Phrase grounding data
◇ ◇ ◇ ◇ ◇
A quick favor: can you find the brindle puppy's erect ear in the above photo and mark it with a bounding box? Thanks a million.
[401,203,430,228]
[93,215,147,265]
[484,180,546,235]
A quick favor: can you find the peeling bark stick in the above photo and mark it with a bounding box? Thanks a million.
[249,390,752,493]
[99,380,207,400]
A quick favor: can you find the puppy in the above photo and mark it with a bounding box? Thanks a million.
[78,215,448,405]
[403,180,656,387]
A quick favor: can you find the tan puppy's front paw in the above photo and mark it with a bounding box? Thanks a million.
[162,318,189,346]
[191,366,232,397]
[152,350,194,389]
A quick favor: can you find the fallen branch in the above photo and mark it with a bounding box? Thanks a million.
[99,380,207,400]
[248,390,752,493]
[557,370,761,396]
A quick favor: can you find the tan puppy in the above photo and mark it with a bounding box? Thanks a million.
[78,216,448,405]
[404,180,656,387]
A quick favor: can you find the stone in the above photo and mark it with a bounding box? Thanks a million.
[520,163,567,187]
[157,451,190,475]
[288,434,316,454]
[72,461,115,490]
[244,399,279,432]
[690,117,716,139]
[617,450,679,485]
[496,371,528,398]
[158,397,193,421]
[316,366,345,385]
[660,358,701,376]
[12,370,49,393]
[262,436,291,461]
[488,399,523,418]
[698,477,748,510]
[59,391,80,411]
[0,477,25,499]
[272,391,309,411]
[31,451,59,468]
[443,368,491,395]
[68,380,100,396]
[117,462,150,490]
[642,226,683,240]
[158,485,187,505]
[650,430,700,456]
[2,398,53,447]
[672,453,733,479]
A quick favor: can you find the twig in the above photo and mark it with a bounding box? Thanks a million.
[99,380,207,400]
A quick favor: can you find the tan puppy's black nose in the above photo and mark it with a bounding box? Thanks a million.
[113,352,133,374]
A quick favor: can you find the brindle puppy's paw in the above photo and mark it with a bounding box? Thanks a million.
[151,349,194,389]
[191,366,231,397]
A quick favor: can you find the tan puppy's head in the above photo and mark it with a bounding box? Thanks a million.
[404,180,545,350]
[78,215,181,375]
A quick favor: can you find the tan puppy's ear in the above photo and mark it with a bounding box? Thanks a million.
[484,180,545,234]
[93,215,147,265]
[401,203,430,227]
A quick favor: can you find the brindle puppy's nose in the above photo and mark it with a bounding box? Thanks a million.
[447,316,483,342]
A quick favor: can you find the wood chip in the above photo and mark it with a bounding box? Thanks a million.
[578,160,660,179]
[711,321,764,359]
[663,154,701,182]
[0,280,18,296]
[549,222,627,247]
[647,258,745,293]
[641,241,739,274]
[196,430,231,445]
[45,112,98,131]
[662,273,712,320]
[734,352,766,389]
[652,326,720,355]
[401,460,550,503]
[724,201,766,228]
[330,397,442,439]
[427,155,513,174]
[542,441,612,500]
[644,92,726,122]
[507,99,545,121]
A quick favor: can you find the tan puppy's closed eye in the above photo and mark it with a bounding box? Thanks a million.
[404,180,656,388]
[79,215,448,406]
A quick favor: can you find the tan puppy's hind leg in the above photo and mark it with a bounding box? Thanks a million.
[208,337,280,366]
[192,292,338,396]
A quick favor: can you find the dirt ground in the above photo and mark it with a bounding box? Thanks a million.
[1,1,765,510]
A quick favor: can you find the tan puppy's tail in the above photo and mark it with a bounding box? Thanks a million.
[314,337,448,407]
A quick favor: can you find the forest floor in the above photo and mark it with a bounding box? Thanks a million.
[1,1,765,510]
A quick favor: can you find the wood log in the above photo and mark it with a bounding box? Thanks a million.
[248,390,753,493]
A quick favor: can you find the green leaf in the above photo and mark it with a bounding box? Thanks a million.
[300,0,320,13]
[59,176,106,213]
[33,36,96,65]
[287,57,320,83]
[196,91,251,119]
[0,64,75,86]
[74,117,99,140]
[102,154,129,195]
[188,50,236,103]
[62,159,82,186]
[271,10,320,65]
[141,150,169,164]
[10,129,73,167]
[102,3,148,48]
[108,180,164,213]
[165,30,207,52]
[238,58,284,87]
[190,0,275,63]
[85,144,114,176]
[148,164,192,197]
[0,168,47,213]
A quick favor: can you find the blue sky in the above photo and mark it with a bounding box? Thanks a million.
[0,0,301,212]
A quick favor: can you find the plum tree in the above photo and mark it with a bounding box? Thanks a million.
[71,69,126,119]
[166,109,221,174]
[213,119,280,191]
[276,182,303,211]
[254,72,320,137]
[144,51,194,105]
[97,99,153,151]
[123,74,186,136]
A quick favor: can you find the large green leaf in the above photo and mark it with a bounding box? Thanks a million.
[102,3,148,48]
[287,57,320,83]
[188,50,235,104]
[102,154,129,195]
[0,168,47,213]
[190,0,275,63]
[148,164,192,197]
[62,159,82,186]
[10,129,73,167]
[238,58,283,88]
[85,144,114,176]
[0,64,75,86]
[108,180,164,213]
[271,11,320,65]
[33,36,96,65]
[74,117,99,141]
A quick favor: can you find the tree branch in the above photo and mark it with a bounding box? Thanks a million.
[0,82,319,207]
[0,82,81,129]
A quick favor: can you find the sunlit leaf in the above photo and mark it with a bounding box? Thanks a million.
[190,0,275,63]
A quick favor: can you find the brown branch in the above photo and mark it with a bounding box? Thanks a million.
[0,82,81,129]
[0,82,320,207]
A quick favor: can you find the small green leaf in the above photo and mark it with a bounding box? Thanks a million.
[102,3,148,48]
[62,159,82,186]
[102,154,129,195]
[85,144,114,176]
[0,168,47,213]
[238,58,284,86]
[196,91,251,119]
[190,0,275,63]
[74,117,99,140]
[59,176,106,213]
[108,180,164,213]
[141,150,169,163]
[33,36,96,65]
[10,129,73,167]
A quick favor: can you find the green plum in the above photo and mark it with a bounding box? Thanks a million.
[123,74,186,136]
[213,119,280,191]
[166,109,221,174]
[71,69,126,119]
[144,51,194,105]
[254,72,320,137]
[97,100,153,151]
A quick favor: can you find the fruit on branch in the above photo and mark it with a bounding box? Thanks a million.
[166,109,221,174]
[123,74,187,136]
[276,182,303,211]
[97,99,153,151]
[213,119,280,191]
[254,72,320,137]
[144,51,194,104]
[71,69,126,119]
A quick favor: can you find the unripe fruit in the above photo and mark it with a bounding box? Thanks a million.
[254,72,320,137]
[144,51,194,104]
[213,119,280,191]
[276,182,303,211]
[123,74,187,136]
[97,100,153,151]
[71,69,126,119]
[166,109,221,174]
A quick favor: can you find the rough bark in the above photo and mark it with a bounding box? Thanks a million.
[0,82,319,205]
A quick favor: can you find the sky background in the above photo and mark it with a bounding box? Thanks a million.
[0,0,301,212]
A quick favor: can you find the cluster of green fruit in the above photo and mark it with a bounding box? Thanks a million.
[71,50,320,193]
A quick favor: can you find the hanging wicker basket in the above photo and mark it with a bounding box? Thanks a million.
◇ ◇ ◇ ◇ ◇
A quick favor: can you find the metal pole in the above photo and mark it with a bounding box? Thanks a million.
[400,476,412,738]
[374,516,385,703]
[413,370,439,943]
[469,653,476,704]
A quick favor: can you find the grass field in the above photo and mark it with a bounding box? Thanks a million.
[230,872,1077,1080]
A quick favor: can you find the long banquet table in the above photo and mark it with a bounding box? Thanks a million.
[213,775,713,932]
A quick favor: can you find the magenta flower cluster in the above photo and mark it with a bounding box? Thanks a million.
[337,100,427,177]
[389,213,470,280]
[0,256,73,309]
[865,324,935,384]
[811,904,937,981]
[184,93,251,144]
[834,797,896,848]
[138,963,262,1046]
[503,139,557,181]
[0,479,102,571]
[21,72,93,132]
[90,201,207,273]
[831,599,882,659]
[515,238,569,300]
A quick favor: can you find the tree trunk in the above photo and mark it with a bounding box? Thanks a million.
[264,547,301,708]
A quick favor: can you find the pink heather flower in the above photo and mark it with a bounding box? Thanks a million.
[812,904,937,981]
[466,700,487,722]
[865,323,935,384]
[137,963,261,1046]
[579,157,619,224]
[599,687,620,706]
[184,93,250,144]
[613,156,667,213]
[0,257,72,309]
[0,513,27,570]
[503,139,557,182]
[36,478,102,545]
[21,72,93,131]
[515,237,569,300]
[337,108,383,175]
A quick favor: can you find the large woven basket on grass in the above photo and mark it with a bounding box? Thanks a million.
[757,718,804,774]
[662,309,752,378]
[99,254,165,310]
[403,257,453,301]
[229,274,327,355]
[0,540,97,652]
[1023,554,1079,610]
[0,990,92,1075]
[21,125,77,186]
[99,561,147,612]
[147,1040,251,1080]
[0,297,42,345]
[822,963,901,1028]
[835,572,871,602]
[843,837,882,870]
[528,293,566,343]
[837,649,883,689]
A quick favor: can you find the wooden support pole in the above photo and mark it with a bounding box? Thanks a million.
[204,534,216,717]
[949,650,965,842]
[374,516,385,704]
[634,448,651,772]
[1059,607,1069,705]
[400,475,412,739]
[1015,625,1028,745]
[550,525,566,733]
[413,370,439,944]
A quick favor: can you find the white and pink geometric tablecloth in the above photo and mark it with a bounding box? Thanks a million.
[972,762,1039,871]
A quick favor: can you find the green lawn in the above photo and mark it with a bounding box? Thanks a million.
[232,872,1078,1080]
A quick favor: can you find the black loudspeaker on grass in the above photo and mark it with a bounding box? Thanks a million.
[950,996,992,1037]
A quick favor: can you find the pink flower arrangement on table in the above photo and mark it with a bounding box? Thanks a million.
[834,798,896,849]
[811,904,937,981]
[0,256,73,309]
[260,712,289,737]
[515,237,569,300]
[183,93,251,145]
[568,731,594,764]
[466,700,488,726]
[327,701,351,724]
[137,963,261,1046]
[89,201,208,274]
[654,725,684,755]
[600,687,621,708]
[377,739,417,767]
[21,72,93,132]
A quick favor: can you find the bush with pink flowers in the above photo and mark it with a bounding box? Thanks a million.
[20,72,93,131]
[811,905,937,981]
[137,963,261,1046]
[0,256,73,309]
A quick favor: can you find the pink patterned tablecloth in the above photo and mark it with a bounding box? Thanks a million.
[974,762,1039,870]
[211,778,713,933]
◇ ◇ ◇ ◇ ◇
## TASK STATEMENT
Reproduce exactly the entries above, limited to the lines from the one with "A quick favor: can you find the unripe" through the one with "A quick favor: can you find the hanging", both included.

## OUTPUT OF THE EXERCISE
A quick favor: can you find the unripe fruit in the above photo and mark it with a bounding box? Thanks a million.
[254,72,320,137]
[144,51,194,104]
[213,119,280,191]
[276,182,303,211]
[123,74,187,136]
[97,100,153,151]
[71,69,126,119]
[166,109,221,174]
A quick favor: can you find the rough bark in the above photo and mark it with a bounding box? Thanks a million.
[0,82,319,205]
A quick favor: can you find the sky background in the above photo and mark it with a bounding box? Thanks a million.
[0,0,301,212]
A quick favor: can you find the cluster of green fruit in the above photo and mark it with a bounding box? Thanks a million.
[71,50,320,193]
A quick favor: can you find the hanging wicker basket in the above photo and mark it with a bounding box? Thanks a million.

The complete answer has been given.